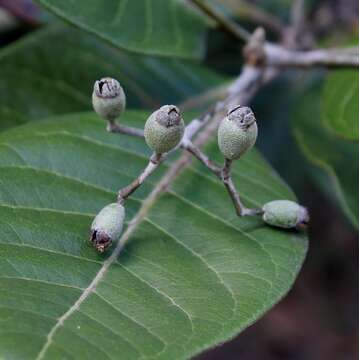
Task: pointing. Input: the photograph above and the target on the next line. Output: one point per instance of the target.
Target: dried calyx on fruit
(164, 129)
(108, 98)
(107, 226)
(237, 132)
(285, 214)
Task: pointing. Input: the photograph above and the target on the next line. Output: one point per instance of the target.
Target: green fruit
(237, 132)
(164, 129)
(285, 214)
(107, 226)
(108, 98)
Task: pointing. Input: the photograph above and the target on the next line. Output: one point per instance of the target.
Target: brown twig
(153, 164)
(229, 26)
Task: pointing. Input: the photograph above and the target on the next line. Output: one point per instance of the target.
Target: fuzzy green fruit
(107, 226)
(164, 129)
(108, 99)
(285, 214)
(237, 132)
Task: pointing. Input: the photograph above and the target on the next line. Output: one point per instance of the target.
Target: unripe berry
(164, 129)
(237, 132)
(108, 98)
(285, 214)
(107, 226)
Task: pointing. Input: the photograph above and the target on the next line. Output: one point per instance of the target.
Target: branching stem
(153, 164)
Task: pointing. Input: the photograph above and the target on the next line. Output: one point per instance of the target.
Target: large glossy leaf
(155, 27)
(341, 104)
(336, 156)
(52, 71)
(192, 275)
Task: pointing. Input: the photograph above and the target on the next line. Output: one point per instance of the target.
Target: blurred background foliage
(308, 131)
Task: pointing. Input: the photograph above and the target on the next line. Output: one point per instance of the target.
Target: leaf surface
(52, 71)
(192, 275)
(153, 27)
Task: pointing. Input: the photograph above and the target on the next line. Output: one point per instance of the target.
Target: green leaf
(341, 104)
(192, 275)
(40, 79)
(337, 157)
(153, 27)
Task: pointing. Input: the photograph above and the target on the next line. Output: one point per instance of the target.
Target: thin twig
(278, 56)
(228, 25)
(153, 164)
(224, 175)
(206, 161)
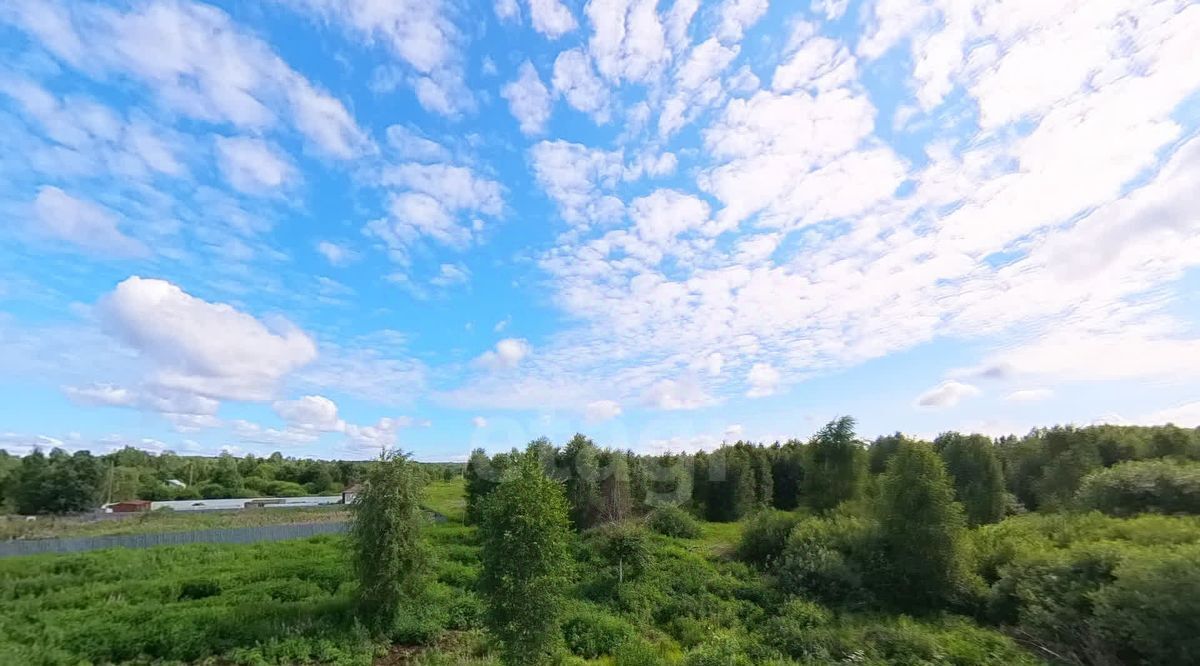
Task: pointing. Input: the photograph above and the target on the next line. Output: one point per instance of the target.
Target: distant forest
(1044, 469)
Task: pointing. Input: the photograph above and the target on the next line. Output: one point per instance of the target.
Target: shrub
(723, 649)
(673, 521)
(765, 538)
(1143, 486)
(198, 588)
(791, 630)
(827, 558)
(591, 633)
(636, 652)
(1151, 612)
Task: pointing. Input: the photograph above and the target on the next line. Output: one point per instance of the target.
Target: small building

· · · · · · ·

From start to finish, output the listing exactly, but omit its pictures.

— Response —
Task: pointing. Input: the photograph above and the target on the next line. Output: one point per instance of the target.
Target: dried calyx on fruit
(164, 129)
(108, 98)
(107, 226)
(237, 132)
(285, 214)
Task: pointing. Input: the photograph above and the target on the next line. Output: one point per instance of the target.
Target: green fruit
(237, 132)
(164, 129)
(285, 214)
(107, 226)
(108, 98)
Task: pointing. Input: the photograph above and the target on the next line. Output: one point per instance of the target.
Target: brown twig
(153, 164)
(229, 26)
Task: pointing. Input: the photograph above and the target on the next line. Output: one point per instance of the target.
Target: fuzzy green fruit
(107, 226)
(164, 129)
(108, 99)
(285, 214)
(237, 132)
Task: pointing. Input: the photograph above and the target on the next line. Output: one point per instance of the target.
Target: unripe berry
(164, 129)
(237, 132)
(108, 98)
(285, 214)
(107, 226)
Task: pointing. Input: the photograph above and the target on the next line. Output: one point per instance of the target.
Target: branching stem
(153, 164)
Task: pointing. Input: the photograph above and the target on the next line. Output: one point per instance of the target.
Target: large glossy leaf
(155, 27)
(341, 104)
(336, 156)
(52, 71)
(192, 275)
Task: pointing. Input: the photograph above and the target on the next line. Output: one point per instance of the target.
Target: blurred background foliage
(308, 131)
Task: pointing. Input: the photograph above and the target on the next line. Output: one point per instance of the target.
Target: leaf surface
(52, 71)
(192, 275)
(153, 27)
Task: pointing. Input: the photograph above and the target on the next line. Output: one point per instance of the target.
Target: green leaf
(341, 104)
(192, 275)
(40, 79)
(337, 157)
(153, 27)
Task: pointing. Input: the photograph above and the target on the next line. Output: one point per instance of the target.
Target: thin twig
(278, 56)
(228, 25)
(153, 164)
(224, 175)
(206, 161)
Task: pointing. Input: the photograph above and the target on the next line. Output: one point per instance of the target.
Target: distant forest
(1044, 469)
Task: pointing. Input: the photograph above and the target on the next line. Output: one point per instance of the target.
Target: shrub
(723, 649)
(673, 521)
(765, 538)
(1143, 486)
(198, 588)
(791, 630)
(827, 558)
(591, 633)
(636, 652)
(1151, 612)
Task: pointing. Input: the photograph above and the target on the next line. Output: one point per instance of the target.
Target: small building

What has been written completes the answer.